PROBLEM TO WORK ON:
Pick out every line of the stored items below that contains the word "tree", and copy each one. Case counts.
─── DATASET RECORDS
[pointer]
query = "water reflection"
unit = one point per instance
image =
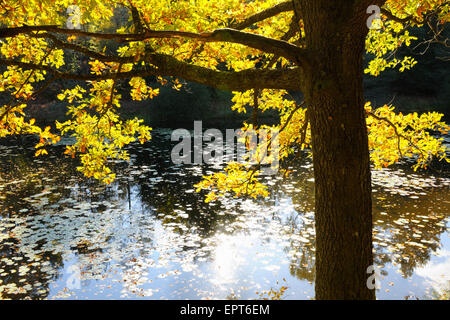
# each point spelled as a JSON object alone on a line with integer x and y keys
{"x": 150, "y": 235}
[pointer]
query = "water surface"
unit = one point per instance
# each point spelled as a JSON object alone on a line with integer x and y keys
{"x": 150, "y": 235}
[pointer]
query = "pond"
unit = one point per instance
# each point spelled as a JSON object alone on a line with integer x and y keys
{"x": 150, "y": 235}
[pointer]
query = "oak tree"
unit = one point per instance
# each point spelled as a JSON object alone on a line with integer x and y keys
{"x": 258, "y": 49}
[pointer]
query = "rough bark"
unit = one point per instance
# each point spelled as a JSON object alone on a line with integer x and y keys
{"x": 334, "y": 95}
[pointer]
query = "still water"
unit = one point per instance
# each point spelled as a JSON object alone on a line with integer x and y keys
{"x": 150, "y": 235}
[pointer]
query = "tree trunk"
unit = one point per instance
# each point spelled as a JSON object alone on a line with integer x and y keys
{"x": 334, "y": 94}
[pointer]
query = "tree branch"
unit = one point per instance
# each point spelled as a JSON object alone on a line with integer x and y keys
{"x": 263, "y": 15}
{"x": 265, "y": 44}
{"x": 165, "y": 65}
──────
─── DATASET RECORDS
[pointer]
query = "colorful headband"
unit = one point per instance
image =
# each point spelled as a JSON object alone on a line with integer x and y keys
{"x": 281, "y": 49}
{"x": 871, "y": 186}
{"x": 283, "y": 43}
──────
RESPONSE BELOW:
query = "oak tree"
query = "tree trunk"
query = "tree branch"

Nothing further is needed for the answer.